## Description of the task
Please restate the following records word for word.

## Working data
══════════════════════════════

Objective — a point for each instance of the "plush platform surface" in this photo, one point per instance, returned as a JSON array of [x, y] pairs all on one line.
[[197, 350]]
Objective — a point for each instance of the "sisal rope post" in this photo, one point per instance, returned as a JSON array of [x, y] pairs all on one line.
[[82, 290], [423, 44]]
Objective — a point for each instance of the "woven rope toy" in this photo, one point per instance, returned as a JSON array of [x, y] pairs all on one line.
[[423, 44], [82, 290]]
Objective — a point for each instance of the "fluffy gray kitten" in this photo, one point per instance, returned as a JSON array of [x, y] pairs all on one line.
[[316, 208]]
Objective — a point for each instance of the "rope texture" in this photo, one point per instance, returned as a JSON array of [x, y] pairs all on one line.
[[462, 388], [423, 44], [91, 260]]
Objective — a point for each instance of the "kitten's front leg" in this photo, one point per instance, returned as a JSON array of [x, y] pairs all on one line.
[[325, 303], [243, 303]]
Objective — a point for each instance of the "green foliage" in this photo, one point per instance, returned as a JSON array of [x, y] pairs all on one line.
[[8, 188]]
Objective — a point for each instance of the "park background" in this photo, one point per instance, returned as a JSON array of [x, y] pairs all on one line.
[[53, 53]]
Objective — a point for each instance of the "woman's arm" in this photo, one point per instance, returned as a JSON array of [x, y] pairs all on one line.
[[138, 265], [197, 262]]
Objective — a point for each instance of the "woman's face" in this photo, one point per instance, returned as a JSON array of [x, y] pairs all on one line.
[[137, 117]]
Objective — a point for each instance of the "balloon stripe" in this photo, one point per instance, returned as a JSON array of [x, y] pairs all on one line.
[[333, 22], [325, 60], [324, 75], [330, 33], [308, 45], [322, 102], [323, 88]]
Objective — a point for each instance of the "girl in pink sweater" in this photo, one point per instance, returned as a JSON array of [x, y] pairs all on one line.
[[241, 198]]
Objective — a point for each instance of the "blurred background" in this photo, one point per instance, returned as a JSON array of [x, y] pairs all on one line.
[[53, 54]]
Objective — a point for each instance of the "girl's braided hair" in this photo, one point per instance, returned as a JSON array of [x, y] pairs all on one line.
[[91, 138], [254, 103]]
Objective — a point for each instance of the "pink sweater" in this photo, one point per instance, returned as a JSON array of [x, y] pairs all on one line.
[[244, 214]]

══════════════════════════════

## The answer
Objective — a point for each instance of the "plush platform surface" in this photo, one point per instance, returned as a JSON array of [x, y] pairs all on one line.
[[197, 350]]
Objective — a point for each instance of the "sisal rope post" in this photo, one point per instance, returned as a JSON array of [x, y] pairs all on one line.
[[82, 290], [423, 44]]
Objective — a point for each instance of the "woven rope toy" in this photo, one point per instance, returned as a JSON array of [x, y] pairs all on one line.
[[423, 44], [82, 290]]
Objective — a point for each instance of the "fluffy gray kitten" in this photo, one point per instance, returned as a JSON array of [x, y] pairs all on one line.
[[316, 208]]
Objective — a point for each instance of the "rope texture" in this photo, one point per instance, returned as a JSON array of [x, y] pairs all on one line.
[[462, 388], [423, 44], [91, 260]]
Objective — a point for each instance of the "kitten's front leg" in this photo, one point per instance, returned as a JSON array of [x, y] pairs all on one line.
[[325, 303], [243, 303]]
Objective — a point for each instance of the "green foliage" in this photo, one point per instance, returned as a JSON array of [x, y] pairs all on one line.
[[8, 188]]
Objective — a point for each instance of the "park background" in this photo, one point per instance, returned as a JSON array of [x, y] pairs all on one line.
[[53, 53]]
Objective — a point for each instance of the "woman's arm" in this photo, one point per instance, returned as a JSON array of [x, y] pairs all on one line.
[[138, 265], [197, 262]]
Objective — a point for each instance of the "woman's face" in this photo, one point per instance, returned as a JSON array of [x, y] pairs all on one line.
[[137, 117]]
Objective — a point for each instance of the "balloon stripe" in this photo, one point per instance, returned as a JSON array of [x, y] pairs all on one line.
[[333, 22], [325, 60], [324, 75], [330, 33], [308, 45], [322, 102], [323, 88]]
Objective — a point for each instance of the "girl in pink sweater" in this photo, one point per instance, returned as a JSON array of [x, y] pairs all on one line.
[[241, 198]]
Objective — a point for each instance of the "blurred background" in this photo, one point per instance, returned as a JSON array of [x, y] pairs all on one line.
[[53, 54]]
Objective — a point for each instance of the "girl's braided hair" in this photo, one point per instance, returned as a JSON array of [x, y] pairs all on one line.
[[91, 138], [254, 103]]
Objective — a point for each instance of the "pink sweater" in this photo, one point per instance, returned as a JSON array of [x, y] pairs all on one line.
[[244, 214]]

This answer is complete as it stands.